- **WORK TO DO**
a) Translate this sentence from the article on investing in freedom into Spanish: "Seeking Alpha is NOT a political website, but a resource for investment decision-making."
b) Output the rows from the first one up to and including the line with "101 157 L 110" as a numbered list, without any blank lines.
--- START DOCUMENT EXTRACT ---
Do you value freedom when it comes to your investments? Do principles such as the rule of law and justice matter to you when it comes to how you allocate your capital? Then the following article might provide a useful reference when making your portfolio investment allocations today and in the future.
A thought provoking comment. A reader on one of my recent articles on Seeking Alpha posted the following comment.
“Others can reveal all the advanced world economic theory that they want to, and I agree it has an important place in understanding the world so I absorb all that I can -That said, as for myself, I keep it simple and I now refuse to invest in any country run by a dictator, and that includes this one when the condition applies.
How many people will gladly beat up on any basically honest political opponent in this country, and try to destroy them for trivial and sometimes untrue reasons (not like the current exceptional situation which "is" serious and troubling), and then freely and willingly send their money to a country run by a criminal and sometimes murderous dictator, who is infinitely worse than the people they were trying to destroy in this country. As much as I can, I'm going to keep my money out of the hands of criminal and murderous dictators, and I don't see how anyone that supposedly loves freedom and democracy can rationalize sending their investment money to them. Much of Human behavior does not bode well for our ongoing prosperity and survival.”
- comment by Seeking Truth on the article Same As It Ever Was, July 20, 2018
The comment provoked a number of thoughts (regardless of whether or not I agreed with the various points being made in the comment) that inspired me to write this post on Seeking Alpha today.
Before going any further, let’s move beyond any political debate that might be implied by the comment above and that can frequently erupt in the comment sections of articles. Seeking Alpha is NOT a political website, but a resource for investment decision-making. In the course of managing our portfolios, we must consider the implications of government dictated fiscal and monetary policy decisions.
But ours is not to opine on the political motivations behind these policies on Seeking Alpha, as other forums including those provided by news organizations such as CNN, Fox News, and MSNBC are better suited for such purposes. Here, we take what is given as the laws and rules in place and focus on the investment implications including how to navigate them.
Investing in freedom. Socially responsible investing has been a popular theme among many investors over the years. This most commonly involves a focus on companies that investors have singled out to avoid because of activities that may be deemed as not promoting social or environmental good or bringing about a positive change as a result of their business practices.
--- END DOCUMENT EXTRACT ---
--- START INFORMATION SUPPLIED ---
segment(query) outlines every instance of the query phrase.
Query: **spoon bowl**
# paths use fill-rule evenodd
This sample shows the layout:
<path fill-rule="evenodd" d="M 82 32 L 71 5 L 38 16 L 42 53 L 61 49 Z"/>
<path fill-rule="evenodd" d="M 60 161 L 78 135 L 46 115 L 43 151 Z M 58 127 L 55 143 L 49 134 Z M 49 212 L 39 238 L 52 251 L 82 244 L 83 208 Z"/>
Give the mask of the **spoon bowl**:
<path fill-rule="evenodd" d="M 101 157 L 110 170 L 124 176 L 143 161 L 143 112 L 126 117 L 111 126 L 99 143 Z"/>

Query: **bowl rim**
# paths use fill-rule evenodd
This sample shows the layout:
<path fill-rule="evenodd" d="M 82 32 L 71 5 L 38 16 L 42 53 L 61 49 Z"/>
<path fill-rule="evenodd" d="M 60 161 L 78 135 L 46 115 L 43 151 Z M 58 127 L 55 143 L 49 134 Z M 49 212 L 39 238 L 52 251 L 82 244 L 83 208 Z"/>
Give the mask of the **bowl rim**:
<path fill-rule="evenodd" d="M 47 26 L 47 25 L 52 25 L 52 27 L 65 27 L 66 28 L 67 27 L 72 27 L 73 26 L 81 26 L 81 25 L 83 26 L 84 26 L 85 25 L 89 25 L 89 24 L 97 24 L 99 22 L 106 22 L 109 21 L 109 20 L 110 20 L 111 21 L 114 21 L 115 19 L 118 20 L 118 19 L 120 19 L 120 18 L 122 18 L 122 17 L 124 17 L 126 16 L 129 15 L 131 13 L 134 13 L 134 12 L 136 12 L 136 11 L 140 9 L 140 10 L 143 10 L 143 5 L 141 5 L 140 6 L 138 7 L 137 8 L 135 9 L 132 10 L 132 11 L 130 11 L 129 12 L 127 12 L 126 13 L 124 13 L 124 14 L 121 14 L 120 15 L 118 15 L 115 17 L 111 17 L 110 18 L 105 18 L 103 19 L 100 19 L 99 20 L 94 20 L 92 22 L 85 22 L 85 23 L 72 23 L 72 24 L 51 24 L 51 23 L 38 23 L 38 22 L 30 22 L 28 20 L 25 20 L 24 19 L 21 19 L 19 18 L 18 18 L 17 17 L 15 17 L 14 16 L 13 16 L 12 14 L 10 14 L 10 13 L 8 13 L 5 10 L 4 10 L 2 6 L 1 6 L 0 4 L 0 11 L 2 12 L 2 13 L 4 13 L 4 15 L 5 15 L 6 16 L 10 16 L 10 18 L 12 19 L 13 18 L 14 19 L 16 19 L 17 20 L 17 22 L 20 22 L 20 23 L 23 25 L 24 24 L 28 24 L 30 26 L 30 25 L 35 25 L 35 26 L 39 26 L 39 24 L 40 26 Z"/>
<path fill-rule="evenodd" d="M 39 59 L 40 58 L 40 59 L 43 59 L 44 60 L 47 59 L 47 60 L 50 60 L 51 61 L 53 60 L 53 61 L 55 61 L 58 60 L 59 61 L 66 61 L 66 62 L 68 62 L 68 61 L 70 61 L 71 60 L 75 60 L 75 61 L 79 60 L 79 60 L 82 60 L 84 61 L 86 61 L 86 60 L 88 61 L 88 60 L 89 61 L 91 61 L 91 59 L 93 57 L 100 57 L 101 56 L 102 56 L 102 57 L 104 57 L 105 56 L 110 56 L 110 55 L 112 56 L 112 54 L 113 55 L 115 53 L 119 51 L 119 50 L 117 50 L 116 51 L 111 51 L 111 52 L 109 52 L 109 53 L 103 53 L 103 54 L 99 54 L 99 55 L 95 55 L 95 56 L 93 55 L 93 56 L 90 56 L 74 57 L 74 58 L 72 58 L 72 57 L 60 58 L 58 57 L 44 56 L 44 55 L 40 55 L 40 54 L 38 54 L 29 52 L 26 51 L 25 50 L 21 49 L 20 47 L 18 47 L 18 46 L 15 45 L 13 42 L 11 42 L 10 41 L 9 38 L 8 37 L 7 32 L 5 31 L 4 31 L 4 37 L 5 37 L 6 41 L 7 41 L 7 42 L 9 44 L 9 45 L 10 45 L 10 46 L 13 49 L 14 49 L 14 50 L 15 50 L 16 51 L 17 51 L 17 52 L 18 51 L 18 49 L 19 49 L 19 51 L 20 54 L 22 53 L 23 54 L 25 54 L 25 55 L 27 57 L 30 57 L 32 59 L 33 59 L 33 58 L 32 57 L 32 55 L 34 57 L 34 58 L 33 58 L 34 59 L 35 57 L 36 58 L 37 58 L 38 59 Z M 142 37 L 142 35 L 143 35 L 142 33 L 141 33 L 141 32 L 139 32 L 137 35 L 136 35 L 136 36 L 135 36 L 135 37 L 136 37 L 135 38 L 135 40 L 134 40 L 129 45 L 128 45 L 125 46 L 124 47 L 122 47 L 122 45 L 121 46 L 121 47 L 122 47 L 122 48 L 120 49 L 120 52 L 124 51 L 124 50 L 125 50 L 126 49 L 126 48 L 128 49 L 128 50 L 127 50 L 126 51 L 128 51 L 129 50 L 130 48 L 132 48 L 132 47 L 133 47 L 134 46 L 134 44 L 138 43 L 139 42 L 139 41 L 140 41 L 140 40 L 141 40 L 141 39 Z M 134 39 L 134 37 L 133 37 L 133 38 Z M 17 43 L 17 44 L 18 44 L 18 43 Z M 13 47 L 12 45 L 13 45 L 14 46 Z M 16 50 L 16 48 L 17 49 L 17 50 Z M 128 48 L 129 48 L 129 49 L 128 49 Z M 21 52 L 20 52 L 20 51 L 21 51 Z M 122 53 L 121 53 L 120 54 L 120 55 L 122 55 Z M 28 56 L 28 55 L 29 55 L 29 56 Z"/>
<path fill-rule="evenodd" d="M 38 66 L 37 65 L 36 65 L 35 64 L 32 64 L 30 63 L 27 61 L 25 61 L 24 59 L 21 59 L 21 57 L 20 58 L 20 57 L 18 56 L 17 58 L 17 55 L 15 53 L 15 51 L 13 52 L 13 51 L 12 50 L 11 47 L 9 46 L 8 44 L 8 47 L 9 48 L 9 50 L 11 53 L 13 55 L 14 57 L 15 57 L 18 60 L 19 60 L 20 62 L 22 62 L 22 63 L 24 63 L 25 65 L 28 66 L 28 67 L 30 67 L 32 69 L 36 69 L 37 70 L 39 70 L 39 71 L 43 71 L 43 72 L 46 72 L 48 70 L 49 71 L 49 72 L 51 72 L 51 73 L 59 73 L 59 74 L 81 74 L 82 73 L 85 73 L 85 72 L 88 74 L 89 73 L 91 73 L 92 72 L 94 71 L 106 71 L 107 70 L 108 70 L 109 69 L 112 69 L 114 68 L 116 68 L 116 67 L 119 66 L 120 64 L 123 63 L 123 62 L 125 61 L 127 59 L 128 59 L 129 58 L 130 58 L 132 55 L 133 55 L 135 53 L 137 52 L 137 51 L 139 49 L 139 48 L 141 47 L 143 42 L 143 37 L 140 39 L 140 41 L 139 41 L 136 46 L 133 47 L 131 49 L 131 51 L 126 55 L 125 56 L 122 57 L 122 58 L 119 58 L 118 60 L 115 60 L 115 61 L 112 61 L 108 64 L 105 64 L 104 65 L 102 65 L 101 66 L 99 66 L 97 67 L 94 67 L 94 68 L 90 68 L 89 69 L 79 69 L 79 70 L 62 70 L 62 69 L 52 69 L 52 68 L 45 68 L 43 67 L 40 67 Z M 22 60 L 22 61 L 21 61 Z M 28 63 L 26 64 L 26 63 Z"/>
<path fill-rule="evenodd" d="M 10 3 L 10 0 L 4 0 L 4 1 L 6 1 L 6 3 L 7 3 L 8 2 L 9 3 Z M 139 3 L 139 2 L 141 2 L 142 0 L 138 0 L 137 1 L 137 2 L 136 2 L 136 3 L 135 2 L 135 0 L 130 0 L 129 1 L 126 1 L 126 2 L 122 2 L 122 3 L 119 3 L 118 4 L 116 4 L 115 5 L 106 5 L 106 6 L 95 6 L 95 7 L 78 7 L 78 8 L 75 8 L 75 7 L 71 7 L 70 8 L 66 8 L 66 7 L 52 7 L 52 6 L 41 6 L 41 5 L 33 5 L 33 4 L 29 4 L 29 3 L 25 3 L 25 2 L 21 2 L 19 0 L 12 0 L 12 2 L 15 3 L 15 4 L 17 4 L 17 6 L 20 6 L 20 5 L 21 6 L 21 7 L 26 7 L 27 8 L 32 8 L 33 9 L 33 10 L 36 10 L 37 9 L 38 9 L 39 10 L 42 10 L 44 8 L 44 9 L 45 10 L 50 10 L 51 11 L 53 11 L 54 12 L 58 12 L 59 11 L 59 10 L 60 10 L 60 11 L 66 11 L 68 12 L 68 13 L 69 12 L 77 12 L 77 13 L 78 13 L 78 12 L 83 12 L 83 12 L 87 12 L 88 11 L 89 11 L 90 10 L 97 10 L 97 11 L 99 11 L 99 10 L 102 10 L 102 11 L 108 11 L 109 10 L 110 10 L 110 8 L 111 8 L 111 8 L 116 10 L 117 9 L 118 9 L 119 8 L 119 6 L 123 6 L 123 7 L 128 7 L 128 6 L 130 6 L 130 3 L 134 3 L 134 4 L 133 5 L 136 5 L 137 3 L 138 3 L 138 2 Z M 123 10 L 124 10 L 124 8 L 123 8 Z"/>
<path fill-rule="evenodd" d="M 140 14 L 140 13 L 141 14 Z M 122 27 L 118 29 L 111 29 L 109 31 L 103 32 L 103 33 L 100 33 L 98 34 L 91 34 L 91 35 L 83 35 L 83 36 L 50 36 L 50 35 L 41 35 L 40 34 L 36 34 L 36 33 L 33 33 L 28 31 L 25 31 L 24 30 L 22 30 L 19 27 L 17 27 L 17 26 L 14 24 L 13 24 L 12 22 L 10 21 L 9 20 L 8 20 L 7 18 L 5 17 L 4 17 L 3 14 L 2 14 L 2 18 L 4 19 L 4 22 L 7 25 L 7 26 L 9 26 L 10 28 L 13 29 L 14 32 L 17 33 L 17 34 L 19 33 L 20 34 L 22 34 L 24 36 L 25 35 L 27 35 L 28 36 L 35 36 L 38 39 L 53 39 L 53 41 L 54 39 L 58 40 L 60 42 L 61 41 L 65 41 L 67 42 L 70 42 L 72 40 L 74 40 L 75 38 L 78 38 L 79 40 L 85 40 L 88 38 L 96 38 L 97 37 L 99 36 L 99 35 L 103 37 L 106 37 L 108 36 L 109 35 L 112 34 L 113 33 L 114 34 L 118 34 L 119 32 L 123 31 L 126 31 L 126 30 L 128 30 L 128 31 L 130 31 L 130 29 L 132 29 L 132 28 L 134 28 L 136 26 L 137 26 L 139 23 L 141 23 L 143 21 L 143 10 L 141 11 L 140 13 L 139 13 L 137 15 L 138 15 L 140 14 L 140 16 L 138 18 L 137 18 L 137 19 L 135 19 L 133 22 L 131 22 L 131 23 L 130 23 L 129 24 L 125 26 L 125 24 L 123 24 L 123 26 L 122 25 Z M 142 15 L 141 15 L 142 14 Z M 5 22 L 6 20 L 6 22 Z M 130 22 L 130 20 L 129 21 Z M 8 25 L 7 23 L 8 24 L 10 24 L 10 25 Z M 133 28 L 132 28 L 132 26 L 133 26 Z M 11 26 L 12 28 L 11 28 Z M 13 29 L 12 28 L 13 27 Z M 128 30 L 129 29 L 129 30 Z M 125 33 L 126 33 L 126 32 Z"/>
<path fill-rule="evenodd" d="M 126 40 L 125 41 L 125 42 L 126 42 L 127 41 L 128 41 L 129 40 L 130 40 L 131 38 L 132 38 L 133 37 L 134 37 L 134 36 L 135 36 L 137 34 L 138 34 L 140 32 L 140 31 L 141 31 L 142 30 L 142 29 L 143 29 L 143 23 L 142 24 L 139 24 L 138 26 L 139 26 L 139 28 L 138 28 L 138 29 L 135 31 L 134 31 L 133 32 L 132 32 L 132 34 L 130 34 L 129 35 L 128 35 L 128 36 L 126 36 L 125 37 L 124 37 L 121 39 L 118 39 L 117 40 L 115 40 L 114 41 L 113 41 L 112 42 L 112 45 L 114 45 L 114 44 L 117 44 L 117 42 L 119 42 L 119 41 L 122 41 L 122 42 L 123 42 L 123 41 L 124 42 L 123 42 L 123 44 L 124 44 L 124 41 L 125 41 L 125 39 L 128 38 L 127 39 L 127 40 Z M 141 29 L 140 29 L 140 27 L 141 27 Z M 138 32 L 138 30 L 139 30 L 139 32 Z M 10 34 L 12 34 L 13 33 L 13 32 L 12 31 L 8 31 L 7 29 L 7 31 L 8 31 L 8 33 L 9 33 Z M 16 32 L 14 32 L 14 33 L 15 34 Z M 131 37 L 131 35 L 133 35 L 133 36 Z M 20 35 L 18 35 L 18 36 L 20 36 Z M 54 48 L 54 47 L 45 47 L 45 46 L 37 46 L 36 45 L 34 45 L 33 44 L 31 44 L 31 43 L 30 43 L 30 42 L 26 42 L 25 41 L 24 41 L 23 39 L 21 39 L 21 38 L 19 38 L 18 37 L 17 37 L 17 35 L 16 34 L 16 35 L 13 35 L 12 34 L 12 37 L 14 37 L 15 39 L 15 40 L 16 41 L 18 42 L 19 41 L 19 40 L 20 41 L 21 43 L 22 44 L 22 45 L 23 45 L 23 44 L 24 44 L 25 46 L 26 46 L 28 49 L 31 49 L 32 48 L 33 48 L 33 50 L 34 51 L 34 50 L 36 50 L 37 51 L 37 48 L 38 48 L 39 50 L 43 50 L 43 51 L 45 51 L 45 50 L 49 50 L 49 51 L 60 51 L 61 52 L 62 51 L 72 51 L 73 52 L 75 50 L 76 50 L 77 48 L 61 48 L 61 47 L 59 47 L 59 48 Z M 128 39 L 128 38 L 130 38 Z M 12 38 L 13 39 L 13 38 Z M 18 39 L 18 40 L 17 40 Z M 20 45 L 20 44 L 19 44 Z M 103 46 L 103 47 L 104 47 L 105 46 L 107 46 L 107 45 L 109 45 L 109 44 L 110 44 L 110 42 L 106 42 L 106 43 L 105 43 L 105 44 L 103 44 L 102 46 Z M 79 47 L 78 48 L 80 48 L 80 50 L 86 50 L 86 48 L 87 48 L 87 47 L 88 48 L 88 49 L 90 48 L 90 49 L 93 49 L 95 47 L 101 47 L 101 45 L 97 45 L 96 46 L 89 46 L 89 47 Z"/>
--- END INFORMATION SUPPLIED ---
- **FINAL ANSWERS**
a) Seeking Alpha NO es un sitio web político, sino un recurso para la toma de decisiones de inversión.

b)
1. segment(query) outlines every instance of the query phrase.
2. Query: **spoon bowl**
3. # paths use fill-rule evenodd
4. This sample shows the layout:
5. <path fill-rule="evenodd" d="M 82 32 L 71 5 L 38 16 L 42 53 L 61 49 Z"/>
6. <path fill-rule="evenodd" d="M 60 161 L 78 135 L 46 115 L 43 151 Z M 58 127 L 55 143 L 49 134 Z M 49 212 L 39 238 L 52 251 L 82 244 L 83 208 Z"/>
7. Give the mask of the **spoon bowl**:
8. <path fill-rule="evenodd" d="M 101 157 L 110 170 L 124 176 L 143 161 L 143 112 L 126 117 L 111 126 L 99 143 Z"/>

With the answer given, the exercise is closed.